#### Supplied entries
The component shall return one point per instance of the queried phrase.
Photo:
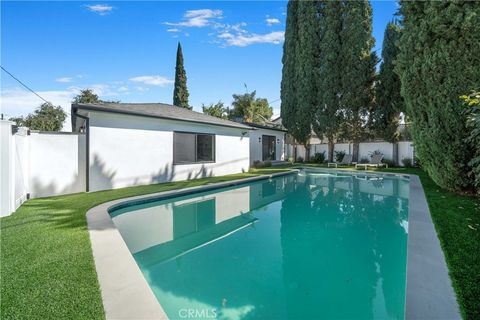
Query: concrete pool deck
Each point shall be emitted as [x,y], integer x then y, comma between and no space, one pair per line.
[127,295]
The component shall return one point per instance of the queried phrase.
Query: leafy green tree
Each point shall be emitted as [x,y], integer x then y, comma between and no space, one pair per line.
[329,79]
[180,91]
[439,61]
[389,102]
[216,110]
[88,96]
[246,107]
[46,118]
[358,63]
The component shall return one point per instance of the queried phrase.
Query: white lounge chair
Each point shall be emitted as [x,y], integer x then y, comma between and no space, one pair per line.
[347,160]
[376,162]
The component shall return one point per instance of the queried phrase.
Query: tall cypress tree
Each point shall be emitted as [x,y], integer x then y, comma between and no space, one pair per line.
[388,100]
[306,52]
[180,91]
[289,85]
[329,78]
[439,61]
[358,63]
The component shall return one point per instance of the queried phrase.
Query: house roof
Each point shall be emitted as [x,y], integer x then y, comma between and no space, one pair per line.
[269,127]
[155,110]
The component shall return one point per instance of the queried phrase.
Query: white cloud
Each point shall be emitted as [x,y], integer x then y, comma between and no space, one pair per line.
[152,80]
[101,9]
[197,18]
[272,21]
[64,80]
[225,35]
[243,40]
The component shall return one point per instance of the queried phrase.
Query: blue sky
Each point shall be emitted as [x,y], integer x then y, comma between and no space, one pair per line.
[126,50]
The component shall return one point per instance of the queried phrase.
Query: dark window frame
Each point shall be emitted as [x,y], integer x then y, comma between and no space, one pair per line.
[214,147]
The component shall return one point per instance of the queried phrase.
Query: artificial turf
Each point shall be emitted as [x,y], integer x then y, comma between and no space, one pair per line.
[47,269]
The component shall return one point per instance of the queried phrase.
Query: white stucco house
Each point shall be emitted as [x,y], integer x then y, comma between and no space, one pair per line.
[118,145]
[267,143]
[131,144]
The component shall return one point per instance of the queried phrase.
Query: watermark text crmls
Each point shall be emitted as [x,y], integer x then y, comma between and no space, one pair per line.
[193,313]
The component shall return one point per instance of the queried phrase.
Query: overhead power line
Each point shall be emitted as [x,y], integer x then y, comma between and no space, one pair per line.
[23,84]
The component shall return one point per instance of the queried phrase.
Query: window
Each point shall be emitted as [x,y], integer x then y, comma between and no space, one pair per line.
[193,147]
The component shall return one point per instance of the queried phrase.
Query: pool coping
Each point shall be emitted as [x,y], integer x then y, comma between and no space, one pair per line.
[127,295]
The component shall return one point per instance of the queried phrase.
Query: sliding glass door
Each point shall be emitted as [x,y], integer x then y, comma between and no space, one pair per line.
[268,148]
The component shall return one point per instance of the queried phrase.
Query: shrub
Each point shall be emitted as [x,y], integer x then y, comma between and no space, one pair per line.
[319,157]
[472,110]
[339,155]
[258,164]
[364,160]
[390,163]
[407,162]
[374,153]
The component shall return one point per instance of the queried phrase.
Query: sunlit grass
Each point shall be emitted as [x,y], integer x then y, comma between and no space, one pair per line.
[47,268]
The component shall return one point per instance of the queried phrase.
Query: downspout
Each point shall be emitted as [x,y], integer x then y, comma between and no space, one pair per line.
[87,151]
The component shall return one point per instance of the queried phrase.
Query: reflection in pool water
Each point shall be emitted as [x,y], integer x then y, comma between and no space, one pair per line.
[302,246]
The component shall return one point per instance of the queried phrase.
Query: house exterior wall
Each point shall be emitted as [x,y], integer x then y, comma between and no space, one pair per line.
[130,150]
[7,169]
[256,144]
[57,163]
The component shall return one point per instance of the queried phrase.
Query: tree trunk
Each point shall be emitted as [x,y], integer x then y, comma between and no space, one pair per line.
[307,152]
[395,153]
[356,147]
[331,146]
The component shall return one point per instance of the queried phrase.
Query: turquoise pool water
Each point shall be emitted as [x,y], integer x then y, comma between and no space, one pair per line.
[312,245]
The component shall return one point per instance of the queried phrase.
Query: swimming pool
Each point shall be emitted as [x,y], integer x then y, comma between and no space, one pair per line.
[313,244]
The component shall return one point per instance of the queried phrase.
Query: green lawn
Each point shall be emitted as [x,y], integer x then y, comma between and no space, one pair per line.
[47,268]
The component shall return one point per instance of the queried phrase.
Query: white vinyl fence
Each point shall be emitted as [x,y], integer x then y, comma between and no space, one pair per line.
[405,150]
[38,164]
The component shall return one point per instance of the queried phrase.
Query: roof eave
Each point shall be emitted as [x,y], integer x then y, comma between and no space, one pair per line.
[139,114]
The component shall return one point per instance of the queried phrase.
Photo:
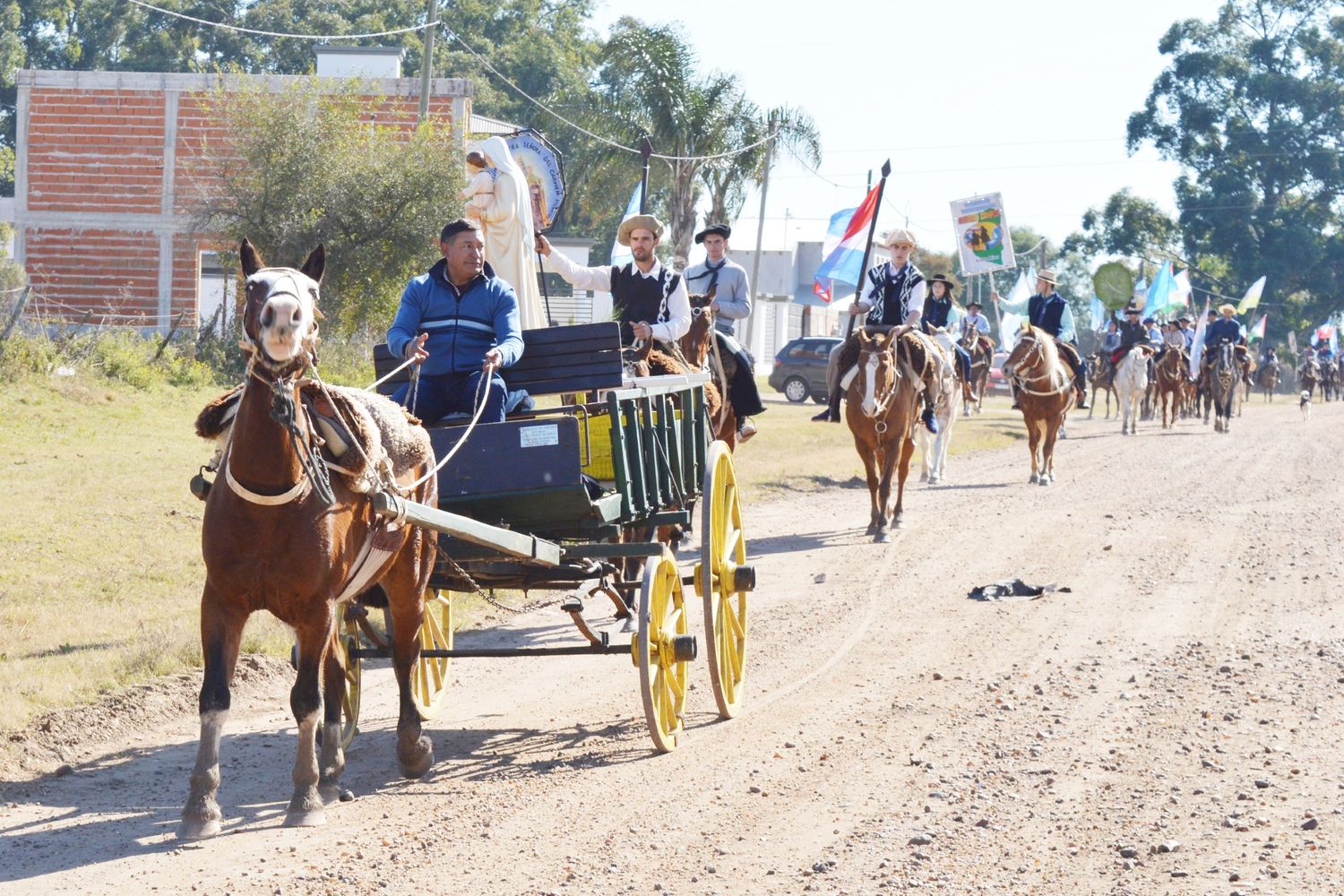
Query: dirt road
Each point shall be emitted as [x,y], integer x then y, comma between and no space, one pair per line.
[1169,726]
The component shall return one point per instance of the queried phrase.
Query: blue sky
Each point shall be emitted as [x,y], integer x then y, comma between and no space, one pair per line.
[1029,99]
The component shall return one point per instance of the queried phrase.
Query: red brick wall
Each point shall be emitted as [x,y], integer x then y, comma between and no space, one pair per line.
[102,151]
[109,271]
[99,150]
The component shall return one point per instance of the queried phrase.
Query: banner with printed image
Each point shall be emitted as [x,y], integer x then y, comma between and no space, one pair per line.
[983,237]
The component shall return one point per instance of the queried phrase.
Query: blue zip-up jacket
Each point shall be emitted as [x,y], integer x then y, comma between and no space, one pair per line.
[461,325]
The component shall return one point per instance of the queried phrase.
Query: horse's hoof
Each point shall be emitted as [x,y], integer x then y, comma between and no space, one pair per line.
[199,828]
[308,818]
[416,761]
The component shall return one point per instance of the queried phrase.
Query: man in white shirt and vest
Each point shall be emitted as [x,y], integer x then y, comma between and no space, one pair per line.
[731,303]
[650,300]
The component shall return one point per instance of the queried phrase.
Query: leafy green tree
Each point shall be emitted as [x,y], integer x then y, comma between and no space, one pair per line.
[1126,225]
[728,179]
[303,167]
[1252,105]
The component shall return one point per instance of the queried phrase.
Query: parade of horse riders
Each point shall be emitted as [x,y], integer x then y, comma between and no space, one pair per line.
[371,376]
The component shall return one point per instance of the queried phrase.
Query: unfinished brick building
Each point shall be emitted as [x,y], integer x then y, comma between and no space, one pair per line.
[101,223]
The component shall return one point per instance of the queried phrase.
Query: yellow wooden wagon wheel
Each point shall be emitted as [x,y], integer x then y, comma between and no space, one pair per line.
[723,579]
[663,649]
[430,675]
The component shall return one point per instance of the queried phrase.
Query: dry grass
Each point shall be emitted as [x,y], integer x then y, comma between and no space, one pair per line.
[99,541]
[790,452]
[99,538]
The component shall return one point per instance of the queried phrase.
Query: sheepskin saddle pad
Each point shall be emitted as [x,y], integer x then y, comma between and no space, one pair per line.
[365,437]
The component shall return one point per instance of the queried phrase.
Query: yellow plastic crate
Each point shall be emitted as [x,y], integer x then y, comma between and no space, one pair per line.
[599,440]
########
— Assignment —
From the first line to the last, repeat the listing exactly and skip its images.

— Answer to this problem —
The component shall return one point per instance of the queried phrase.
Photo:
Query: concrete pool deck
Each point shall be emitted as [x,y], integer x then y, comma between and no space, one pair per line.
[127,295]
The component shall return one point per instance of the queried phrase.
Query: leafy green tree
Each point shall be emitted as [x,y], integer x then y, comma between and no space, one pair per line.
[329,79]
[180,91]
[439,61]
[389,102]
[216,110]
[88,96]
[246,107]
[46,118]
[358,63]
The component shall return one point per instance of the queried phrase.
Query: white lounge chair
Each point shall be emitted as [x,y], integer x then y, comma between and no space, one pair per line.
[347,160]
[376,162]
The component shall return one point per instance of the queried phrase.
Query: tall cypress tree
Each point shall be emitted as [x,y], integer x then y, comma between and no space, one pair per line.
[388,100]
[306,52]
[180,91]
[289,85]
[329,78]
[439,61]
[358,63]
The component shall return one point per instance of the queried phrase.
Query: house roof
Each point shall be emitted as [x,y], integer x then y, comma between and no space, one pair per line.
[269,127]
[155,110]
The component shall return one point per instance of the queried phrase.
Query: white cloud
Each point shall be emitted as [x,y], integer x then y, comma between and no space, one pair per line.
[152,80]
[101,9]
[197,18]
[272,21]
[64,80]
[225,35]
[243,40]
The component shall return one point per instance of the queried phrase.
Query: blue sky
Each point shall be emitted as [x,y], integer x then y, comma between and no space, one pair per line.
[126,50]
The component shall return one point per instance of the queried phrase.
Query: dark window frame
Each point shall be emitted as [x,y], integer x then y, comma between and no space, one pair per line.
[214,147]
The component shall return one point per instance of the queried phrase.
Query: artificial turf
Each point shall be emitted as [x,y], integer x then y, comma between and no space, one pair per line.
[47,269]
The component shall return one point per instance of the queried phrase.
Query: white stucco house
Each point shall be emitted as [x,y], integer x then y, comma between and no space, one pair per line.
[118,145]
[267,143]
[131,144]
The component shall return one point per instance of the queried phrase.
Query: watermark text crmls
Each point shall be emitted as [x,y], integer x then y, comma between and no space, one pair per line.
[193,313]
The component shall return one point per instance of the queried phrase.
Query: overhead power line
Each point shall be emitted as [x,y], integer x then y, comma between and no space, one pair per line.
[23,84]
The component shall return one point per instance of the queried phrase.
Query: window
Each point shall be emitted as [x,y], integer x then y, comma between and no space, one pair per line.
[193,147]
The component shall return one point per instance of the queried phrase.
Query: pool coping
Each point shall be emitted as [x,y], integer x then y, comma between and no space, one pair per line.
[127,295]
The component shall return one point per instance of the queried phrase.
Query: sliding glass door
Each point shall be emitted as [x,y], integer x then y, comma between and no space, one pair per line.
[268,148]
The component shall return one point per instance of the queried phrase.
Query: shrub
Each point shall be emitted as [x,y], integer x then y, comma between and no space, one pair per line.
[319,157]
[472,110]
[339,155]
[258,164]
[364,160]
[390,163]
[407,162]
[374,153]
The component shall return one point per instance of the queried phrase.
Query: sunlit grass
Each point shall be emitted as [x,y], integer x then y, comma between and no space, one pair per line.
[47,268]
The component shall return one point per instance of the queried phrase.
Query: downspout
Each point shall be emitted as [x,y], integer x then y, comma between and no space, one pair per line.
[87,151]
The component shall return one point per instance of the queried phrase.
Query: reflection in pool water
Each point shall be emitted as [x,y], integer x then y, comma between and no space, one pair per line.
[302,246]
The component shall return one point per instance of the queried phrase.
Query: house exterior wall
Each point shall be emitted as [x,y], integer x then y, comma between and no space, one pair per line.
[130,150]
[7,169]
[256,144]
[57,163]
The component shall return one point per instance of the queried phrase.
Query: tree trunk
Each point shall be emitted as [x,y], integer x then y, comma between and no space, one pair per line.
[307,152]
[395,153]
[356,147]
[331,146]
The component shall return one point per instance of the queried phrase.
Query: turquoise pool water
Each point shall be emitted as [x,y], integer x then y, comma between and no space, one pair per line.
[312,245]
The component shall return one point per instance of the queried phrase.
Query: swimming pool
Each point shall be emitted as [x,y], integer x then y, comma between and no space, one pair per line.
[313,244]
The component shall return one point per instance of the queried phrase.
Query: green lawn
Each point shall be emitted as [x,y], integer x then y, comma between and no space, one pair per line.
[47,268]
The component shall return one point per instance of the queried phrase.
Query: white vinyl fence
Each point shall be emitted as [x,y], integer x then y, comma between and no space, one pair per line.
[405,150]
[38,164]
The component shall return one point per instance of the queried phrase.
Query: roof eave
Each point shall be emitted as [x,y], integer x then y, comma between and no space, one pair per line.
[139,114]
The component shall return one point per instance of the queried phrase.
Photo:
Query: dirt road
Each point shall be emitted as [x,y], integer x then y, comma between and no space, one pair per line.
[1169,726]
The component shall return one point per instance of the queried phrase.
Query: blue sky
Each point shall be emitted as [x,y], integer x then y, comma between and no space, one pair per line.
[1029,99]
The component shall return one point per instance of the queried phrase.
Query: red brick wall
Each point shall be emitted as [x,y], integer x then y, comma between and no space, one pair per line.
[102,151]
[109,271]
[99,150]
The component shall return one point per instance of the queried phrase.
Query: banner with printed image
Each point shall be emitted as [x,y], integer x then y, comma between and no space, one pair per line.
[983,237]
The component shall return one point per instance of the queried phrase.
Query: blue zip-up jacket
Each point shall be emitted as [x,y], integer x then y, comma between and no space, one pair per line.
[461,325]
The component shall return one point per instance of the queried phrase.
Query: horse's hoof
Each point shall be emitted as [x,y], integer x then y, comma between and no space, one pair per line.
[199,828]
[308,818]
[416,761]
The component shall return one point per instance of the queried phrase.
Query: man in white shirt and vest
Each point shall be emitted as [x,y], integer x then y, comma between and no space, one pair per line.
[731,303]
[650,300]
The component shall return one point per instance of the queried phrase.
Query: leafy green tree
Each point shall be emitted as [x,y], integer x then y, comma between and no space, one pair per line.
[1126,225]
[728,179]
[303,167]
[1252,105]
The component shall return one point per instance of the queried phrase.
Query: parade of horse riders
Each point shall be emitted as [x,y], integer x then y, comma between and no space, one pair per line.
[371,376]
The component shall return one point per instance of the queried phrase.
Query: unfinished brick building
Each point shall be emitted as [x,y], integer x then y, comma between and no space, one pair per line.
[101,223]
The component shall return one point per instance of the queried phrase.
Query: yellow wooden wagon wheel
Each point shall be emitted as [x,y], integer x then y, comma between and no space, one pair per line.
[723,579]
[663,649]
[430,675]
The component shall return one point per instance of the queried phrase.
Query: dry grass
Each point shall be emitted as [x,y], integer x then y, comma between and no space, one pair per line.
[99,541]
[790,452]
[99,538]
The component shall return one point per instance of the queried phrase.
Query: sheepskin saddle pad
Each point shall be emitted as [x,y], integer x then y, comma between and no space, one pair per line.
[365,437]
The component shall return one point per instance of the queried phrase.
Query: yellow plastic crate
Each point shall be emitted as [x,y], integer x then y, comma between and no space, one pair per line.
[599,440]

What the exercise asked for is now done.